[start DATA RECORDS]
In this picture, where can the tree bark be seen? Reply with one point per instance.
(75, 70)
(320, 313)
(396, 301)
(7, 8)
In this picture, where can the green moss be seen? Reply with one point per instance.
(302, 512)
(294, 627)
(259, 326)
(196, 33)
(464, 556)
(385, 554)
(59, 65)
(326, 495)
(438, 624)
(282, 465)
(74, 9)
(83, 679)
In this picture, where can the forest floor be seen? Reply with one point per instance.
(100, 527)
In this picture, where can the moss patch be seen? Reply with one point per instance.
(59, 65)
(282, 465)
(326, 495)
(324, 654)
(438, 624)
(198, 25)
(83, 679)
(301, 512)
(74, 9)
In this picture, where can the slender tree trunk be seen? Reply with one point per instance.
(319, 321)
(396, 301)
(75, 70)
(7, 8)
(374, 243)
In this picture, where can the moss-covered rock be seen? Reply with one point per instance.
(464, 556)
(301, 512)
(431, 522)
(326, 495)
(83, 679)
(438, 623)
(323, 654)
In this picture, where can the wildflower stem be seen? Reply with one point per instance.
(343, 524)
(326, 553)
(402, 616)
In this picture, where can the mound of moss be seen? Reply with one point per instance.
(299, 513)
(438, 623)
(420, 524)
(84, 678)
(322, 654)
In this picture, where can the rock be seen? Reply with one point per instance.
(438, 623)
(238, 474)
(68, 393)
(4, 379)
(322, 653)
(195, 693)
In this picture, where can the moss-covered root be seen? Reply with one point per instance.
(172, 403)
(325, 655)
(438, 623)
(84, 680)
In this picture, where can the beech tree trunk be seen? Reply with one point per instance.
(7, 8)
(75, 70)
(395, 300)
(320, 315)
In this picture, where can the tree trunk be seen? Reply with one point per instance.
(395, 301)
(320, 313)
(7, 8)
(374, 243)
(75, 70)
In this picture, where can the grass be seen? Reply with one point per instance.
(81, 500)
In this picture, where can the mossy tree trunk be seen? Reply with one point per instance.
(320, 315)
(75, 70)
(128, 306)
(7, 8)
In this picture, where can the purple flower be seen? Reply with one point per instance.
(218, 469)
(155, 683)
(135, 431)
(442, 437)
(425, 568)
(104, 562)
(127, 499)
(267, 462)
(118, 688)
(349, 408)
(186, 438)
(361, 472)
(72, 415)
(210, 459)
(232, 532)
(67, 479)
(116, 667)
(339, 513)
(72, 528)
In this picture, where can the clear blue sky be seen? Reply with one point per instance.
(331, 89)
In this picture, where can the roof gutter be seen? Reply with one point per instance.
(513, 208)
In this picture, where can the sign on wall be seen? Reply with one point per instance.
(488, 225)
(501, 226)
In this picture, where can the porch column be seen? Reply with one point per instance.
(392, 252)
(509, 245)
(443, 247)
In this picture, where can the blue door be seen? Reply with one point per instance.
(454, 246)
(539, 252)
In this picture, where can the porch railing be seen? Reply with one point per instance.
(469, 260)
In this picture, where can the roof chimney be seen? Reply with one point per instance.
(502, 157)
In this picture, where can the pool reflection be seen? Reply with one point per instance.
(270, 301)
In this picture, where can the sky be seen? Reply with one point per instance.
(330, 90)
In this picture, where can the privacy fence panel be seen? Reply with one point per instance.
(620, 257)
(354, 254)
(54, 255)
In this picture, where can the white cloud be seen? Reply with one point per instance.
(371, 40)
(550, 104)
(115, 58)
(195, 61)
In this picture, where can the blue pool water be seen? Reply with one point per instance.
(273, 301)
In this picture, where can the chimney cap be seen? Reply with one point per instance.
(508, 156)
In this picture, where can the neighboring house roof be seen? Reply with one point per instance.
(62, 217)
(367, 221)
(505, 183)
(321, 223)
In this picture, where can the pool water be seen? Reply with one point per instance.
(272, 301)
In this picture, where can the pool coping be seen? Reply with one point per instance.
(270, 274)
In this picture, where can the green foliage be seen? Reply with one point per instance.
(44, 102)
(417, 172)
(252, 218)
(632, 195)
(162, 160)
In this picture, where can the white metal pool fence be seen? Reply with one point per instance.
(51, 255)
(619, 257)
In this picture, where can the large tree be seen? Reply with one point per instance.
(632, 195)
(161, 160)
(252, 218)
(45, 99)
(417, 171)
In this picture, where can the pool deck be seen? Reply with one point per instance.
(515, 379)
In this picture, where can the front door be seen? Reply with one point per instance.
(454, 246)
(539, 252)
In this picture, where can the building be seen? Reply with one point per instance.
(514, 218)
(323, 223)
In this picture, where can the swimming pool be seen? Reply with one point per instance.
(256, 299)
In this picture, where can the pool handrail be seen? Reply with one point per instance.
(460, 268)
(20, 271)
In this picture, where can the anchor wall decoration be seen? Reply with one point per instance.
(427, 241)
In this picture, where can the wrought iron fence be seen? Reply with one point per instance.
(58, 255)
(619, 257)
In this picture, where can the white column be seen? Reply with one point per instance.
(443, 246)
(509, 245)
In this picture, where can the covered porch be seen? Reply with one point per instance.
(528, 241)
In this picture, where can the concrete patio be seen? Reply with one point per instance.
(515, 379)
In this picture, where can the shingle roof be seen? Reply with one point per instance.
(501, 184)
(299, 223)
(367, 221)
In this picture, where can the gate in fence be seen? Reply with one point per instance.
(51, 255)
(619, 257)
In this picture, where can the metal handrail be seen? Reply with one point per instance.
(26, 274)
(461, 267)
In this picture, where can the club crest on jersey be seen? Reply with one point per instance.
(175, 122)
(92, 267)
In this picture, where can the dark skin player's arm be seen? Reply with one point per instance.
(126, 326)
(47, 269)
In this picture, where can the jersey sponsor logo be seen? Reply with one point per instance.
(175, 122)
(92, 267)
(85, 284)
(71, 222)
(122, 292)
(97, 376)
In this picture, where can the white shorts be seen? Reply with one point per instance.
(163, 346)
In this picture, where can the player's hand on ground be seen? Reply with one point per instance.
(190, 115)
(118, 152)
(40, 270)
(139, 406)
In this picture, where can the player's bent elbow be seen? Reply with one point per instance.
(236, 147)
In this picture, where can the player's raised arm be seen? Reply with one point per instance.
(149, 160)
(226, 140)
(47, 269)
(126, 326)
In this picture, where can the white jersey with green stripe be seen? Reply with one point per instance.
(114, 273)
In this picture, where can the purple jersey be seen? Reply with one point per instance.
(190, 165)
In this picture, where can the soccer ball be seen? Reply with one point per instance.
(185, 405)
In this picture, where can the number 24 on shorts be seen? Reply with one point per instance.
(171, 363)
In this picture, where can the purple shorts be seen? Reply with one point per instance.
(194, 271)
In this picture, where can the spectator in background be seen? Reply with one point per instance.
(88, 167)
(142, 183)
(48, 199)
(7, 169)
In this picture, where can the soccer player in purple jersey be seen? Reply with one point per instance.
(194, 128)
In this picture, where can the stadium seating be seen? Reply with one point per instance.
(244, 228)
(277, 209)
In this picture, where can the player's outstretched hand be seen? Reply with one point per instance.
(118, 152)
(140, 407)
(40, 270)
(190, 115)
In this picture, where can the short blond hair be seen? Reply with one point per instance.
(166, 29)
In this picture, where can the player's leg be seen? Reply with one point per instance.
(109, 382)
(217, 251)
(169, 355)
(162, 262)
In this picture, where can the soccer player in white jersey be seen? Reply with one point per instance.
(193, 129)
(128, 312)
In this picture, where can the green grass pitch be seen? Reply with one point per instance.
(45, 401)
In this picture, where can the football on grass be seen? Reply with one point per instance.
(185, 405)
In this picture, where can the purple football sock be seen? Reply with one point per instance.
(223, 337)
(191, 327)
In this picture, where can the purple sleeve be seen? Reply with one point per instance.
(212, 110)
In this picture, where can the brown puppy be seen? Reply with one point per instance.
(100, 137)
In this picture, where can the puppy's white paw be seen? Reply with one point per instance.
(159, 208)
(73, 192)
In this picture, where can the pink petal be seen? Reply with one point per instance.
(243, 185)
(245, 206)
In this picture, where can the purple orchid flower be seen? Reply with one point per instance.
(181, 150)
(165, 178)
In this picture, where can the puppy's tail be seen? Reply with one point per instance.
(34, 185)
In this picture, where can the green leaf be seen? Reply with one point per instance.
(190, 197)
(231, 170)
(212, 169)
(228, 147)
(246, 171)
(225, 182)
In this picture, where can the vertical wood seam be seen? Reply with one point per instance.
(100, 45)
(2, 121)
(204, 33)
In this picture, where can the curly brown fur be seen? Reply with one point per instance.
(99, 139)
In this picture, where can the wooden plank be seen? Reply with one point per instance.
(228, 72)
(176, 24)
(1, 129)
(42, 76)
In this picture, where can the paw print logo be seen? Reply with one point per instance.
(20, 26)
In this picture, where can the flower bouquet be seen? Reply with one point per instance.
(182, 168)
[end DATA RECORDS]
AIM:
Using the material above, extract the line that contains "In this picture, where can the vertical" and every line after it, exactly as given; stop at the last line.

ANSWER TO THIS EXERCISE:
In this picture, where can the vertical wood seam be seen? Reply with one point per instance.
(100, 45)
(2, 121)
(204, 33)
In this picture, where can the curly brown fur be seen? Reply with one point per instance.
(99, 139)
In this picture, where can the wooden plank be seen? Reply with one point per instance.
(228, 72)
(176, 24)
(1, 129)
(42, 76)
In this picture, where can the paw print logo be seen? Reply with one point per instance.
(20, 26)
In this picture, where can the flower bouquet be seen? Reply with one point per instance.
(182, 168)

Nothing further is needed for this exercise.